→ **EXERCISE PROMPT**
Could you print exactly the lines of the listing below, starting at the line that has "Query: curved metal barrier" and ending at the line that has "Query: black coat", and only those lines?

→ **WORKING DATA**

....................

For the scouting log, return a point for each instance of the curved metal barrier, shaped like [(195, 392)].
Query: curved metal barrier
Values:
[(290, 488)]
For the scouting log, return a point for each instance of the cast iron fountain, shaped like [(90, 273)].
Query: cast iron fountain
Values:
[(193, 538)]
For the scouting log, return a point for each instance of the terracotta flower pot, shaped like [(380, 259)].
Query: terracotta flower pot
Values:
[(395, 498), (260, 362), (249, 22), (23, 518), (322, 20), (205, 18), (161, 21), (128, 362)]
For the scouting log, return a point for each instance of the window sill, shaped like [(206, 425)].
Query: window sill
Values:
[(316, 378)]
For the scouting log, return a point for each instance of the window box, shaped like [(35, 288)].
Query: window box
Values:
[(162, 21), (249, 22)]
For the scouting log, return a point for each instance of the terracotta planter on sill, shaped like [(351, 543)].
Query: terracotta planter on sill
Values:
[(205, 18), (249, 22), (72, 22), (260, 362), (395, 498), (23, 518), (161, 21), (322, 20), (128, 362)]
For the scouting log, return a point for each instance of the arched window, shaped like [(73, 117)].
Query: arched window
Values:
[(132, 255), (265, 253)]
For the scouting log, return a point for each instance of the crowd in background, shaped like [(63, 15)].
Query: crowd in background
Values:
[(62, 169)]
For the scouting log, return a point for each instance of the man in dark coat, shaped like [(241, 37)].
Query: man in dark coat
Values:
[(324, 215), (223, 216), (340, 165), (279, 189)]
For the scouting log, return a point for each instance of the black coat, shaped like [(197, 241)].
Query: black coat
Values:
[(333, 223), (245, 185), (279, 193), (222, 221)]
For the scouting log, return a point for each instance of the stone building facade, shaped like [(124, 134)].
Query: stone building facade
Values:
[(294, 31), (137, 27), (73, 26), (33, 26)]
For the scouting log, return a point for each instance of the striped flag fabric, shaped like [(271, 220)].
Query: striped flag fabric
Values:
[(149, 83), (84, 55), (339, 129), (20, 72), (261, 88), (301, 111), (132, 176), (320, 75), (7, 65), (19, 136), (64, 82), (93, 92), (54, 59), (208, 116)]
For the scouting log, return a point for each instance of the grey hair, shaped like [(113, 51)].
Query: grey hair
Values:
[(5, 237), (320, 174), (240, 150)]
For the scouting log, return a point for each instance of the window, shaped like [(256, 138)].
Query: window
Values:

....................

→ **ANSWER BELOW**
Query: curved metal barrier
Values:
[(290, 488)]
For the scouting log, return a point for each instance of the cast iron fountain, shaped like [(90, 273)].
Query: cast iron fountain
Values:
[(193, 538)]
For the scouting log, return a point for each instance of the terracotta flower pot, shaped like [(380, 259)].
Query: terracotta flower pot
Values:
[(395, 498), (260, 362), (249, 22), (23, 518), (322, 20), (205, 18), (161, 21), (128, 362)]
For the scouting log, return a point for each instance of the window sill, shaped like [(206, 425)].
Query: window sill
Values:
[(316, 378)]
For the scouting log, return a point for each instance of the window box, shaped like [(35, 288)].
Query: window box
Values:
[(162, 21), (249, 22)]
For the scouting log, return a point for each instance of the terracotta planter on sill, shaped like [(351, 543)].
Query: terracotta planter on sill
Values:
[(205, 18), (249, 22), (72, 22), (260, 362), (395, 498), (23, 518), (161, 21), (322, 20), (128, 362)]
For the scouting log, return a point for each instance of the arched window, shaped like [(73, 117)].
Query: arched window
Values:
[(132, 255), (265, 253)]
For the scouting log, return a point for each instance of the crowd in background, shaped like [(63, 15)].
Query: crowd in background
Values:
[(62, 169)]
For the scouting log, return a point for each instance of the man in dark coat, shaped like [(241, 37)].
Query: man in dark coat
Values:
[(324, 215), (223, 216), (340, 165), (279, 189)]
For the scouting log, return a point for each instance of the black coat, shaped like [(197, 241)].
Query: black coat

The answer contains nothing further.